_Document text_
# # #
Court of Appeals of Ohio, Eighth District, Cuyahoga

May 11, 2017


         Civil Appeal from the Cuyahoga County Court of Common Pleas Case No. CV-13-817890

          ATTORNEY FOR APPELLANT A. Clifford Thornton

          ATTORNEYS FOR APPELLEE David A. Wallace Karen M. Cadieux Tyler K. Ibom Carpenter, Lipps & Leland, L.L.P., John E. Codrea Matthew P. Curry Matthew J. Richardson Manley, Deas & Kochalski L.L.C.

          BEFORE: McCormack, P.J., Blackmon, J., and Jones, J.



         {¶1} Defendant-appellant Amy L. Gardner appeals from a judgment of the Cuyahoga County Court of Common Pleas granting summary judgment in favor of plaintiff-appellee Deutsche Bank in this foreclosure action. For the following reasons, we affirm.

         {¶2} On June 2, 2005, Gardner borrowed $239, 000 from First Franklin, a division of National City Bank of Indiana, to purchase a house located in Shaker Heights, Ohio. She signed a 30-year adjustable-rate note and a mortgage on the real property to secure repayment of the loan. Subsequently, the note was specifically endorsed by First Franklin to First Franklin Financial Corporation, which then endorsed the note in blank. In 2006, First Franklin assigned the mortgage to First Franklin Financial Corporation. In 2008, First Franklin Financial Corporation assigned the mortgage to Deutsche Bank.

         {¶3} Gardner defaulted on the loan in 2009. On November 25, 2013, Deutsche Bank filed a foreclosure complaint against Gardner and her unknown spouse, if any. Gardner owed a principal balance of $248, 430 plus interest at 6.25% from May 1, 2009.

          {¶4} On August 30, 2015, Gardner sent a letter to Deutsche Bank rescinding the note and mortgage, claiming a right to do so under the Truth in Lending Act ("TILA"). On October 9, 2015, Gardner filed a counterclaim asserting Deutsche Bank violated the Fair Debt Collection Practices Act ("FDCPA"), the Ohio Consumer Sales Practices Act ("CPSA"), TILA, the Real Estate Settlement Procedures Act ("RESPA"), and the Equal Credit Opportunity Act ("ECOA"). Gardner also asserted negligence, breach of fiduciary duties, fraud, breach of contract, and unjust enrichment against Deutsche Bank, based on her allegation that Deutsche Bank did not have standing and was not entitled to enforce the note.

         {¶5} Deutsche Bank moved for summary judgment on its foreclosure complaint and Gardner's counterclaim. On August 3, 2016, a magistrate issued a decision granting the bank's motion for summary judgment. The decision included the advisement that a party shall not assign as error on appeal the court's adoption of any factual finding or legal conclusion unless the party timely and specifically objected to that factual finding or legal conclusion as required by Civ.R. 53(D)(3)(b).
# # #
_Dataset excerpts_
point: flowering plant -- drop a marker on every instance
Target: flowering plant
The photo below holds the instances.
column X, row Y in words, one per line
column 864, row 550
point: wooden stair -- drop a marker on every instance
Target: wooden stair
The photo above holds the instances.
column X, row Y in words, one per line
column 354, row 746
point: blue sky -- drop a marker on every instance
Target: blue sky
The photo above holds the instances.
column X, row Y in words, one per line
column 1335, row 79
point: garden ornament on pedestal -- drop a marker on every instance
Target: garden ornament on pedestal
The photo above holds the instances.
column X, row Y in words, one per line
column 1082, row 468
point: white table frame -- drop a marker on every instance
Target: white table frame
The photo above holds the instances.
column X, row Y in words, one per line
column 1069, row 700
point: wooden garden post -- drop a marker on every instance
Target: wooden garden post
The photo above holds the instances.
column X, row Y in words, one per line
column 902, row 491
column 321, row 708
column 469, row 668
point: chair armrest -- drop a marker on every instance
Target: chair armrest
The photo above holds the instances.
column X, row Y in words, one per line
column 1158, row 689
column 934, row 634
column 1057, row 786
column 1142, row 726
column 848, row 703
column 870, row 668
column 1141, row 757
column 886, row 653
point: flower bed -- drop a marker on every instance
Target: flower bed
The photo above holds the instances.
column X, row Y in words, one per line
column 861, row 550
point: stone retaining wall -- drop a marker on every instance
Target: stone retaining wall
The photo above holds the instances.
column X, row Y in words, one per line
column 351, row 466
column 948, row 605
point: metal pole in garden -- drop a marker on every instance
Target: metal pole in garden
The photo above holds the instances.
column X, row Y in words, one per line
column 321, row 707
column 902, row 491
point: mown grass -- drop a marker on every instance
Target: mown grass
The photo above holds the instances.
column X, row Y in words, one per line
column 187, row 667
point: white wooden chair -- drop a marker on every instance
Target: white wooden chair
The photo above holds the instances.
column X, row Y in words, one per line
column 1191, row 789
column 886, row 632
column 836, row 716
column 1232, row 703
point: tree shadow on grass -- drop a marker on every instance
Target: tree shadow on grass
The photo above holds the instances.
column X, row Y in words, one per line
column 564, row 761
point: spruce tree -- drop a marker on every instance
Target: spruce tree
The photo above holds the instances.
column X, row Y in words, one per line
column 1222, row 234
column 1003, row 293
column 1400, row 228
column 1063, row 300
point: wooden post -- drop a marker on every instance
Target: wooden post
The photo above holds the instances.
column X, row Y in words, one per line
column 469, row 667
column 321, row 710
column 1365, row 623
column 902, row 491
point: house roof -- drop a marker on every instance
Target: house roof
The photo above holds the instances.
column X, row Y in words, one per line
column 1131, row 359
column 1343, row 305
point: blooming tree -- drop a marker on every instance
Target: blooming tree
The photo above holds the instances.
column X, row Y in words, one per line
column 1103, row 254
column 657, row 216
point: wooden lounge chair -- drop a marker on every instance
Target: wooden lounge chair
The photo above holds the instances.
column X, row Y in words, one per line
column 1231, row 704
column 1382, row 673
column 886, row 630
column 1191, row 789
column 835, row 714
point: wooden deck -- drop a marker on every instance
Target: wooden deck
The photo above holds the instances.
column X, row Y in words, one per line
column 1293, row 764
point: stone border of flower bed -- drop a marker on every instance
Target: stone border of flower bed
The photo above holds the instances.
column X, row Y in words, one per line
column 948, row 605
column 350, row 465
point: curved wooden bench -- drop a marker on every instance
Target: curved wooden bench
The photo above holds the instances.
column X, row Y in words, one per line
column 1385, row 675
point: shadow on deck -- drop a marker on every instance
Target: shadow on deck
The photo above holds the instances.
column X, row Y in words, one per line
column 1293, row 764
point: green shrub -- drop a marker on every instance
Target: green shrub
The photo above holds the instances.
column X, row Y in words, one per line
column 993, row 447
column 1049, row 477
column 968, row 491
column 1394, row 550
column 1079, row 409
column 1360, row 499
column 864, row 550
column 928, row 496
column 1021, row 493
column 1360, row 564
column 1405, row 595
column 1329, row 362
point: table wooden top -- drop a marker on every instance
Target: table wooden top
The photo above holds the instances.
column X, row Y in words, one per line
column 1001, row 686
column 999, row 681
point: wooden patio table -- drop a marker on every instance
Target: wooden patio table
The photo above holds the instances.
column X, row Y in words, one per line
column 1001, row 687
# # #
_Written instruction A_
In one to three sentences, explain what Gardner's claims of negligence, breach of fiduciary duties, fraud, breach of contract, and unjust enrichment against Deutsche Bank rested on, according to the foreclosure appeal text.
_Written instruction B_
Write the next part of the foreclosure appeal text, picking up after its last sentence.

_Right answer A_
Those claims rested on Gardner's allegation that Deutsche Bank did not have standing and was not entitled to enforce the note.

_Right answer B_
         {¶6} On August 9, 2016, the trial court adopted the magistrate's decision and entered a judgment and decree in foreclosure against Gardner. Notably, despite the Civ.R. 53(D)(3)(b) language contained in the magistrate's decision, Gardner did not file an objection to the magistrate's decision.[1] On September 7, 2016, Gardner filed the instant appeal.

          {¶7} On appeal, Gardner claimed the trial court erred in granting summary judgment in favor of Deutsche Bank. She presents three assignments of error for our review: the first assignment of error concerns the summary judgment regarding Deutsche Bank's foreclosure complaint; the second concerns her counterclaim based on a purported right to rescind the loan under TILA; and the third concerns her FDCPA and CSPA claims, and her claims of breach of contract, breach of fiduciary duty, and fraud.

         {¶8} We review the trial court's decision on a motion for summary judgment de novo. Grafton v. Ohio Edison Co., 77 Ohio St.3d 102, 105, 671 N.E.2d 241 (1996). Summary judgment is appropriate when: (1) there is no genuine issue of material fact, (2) the moving party is entitled to judgment as a matter of law, and (3) after construing the evidence most favorably for the party against whom the motion is made, reasonable minds can reach only a conclusion that is adverse to the nonmoving party. Civ.R. 56(C).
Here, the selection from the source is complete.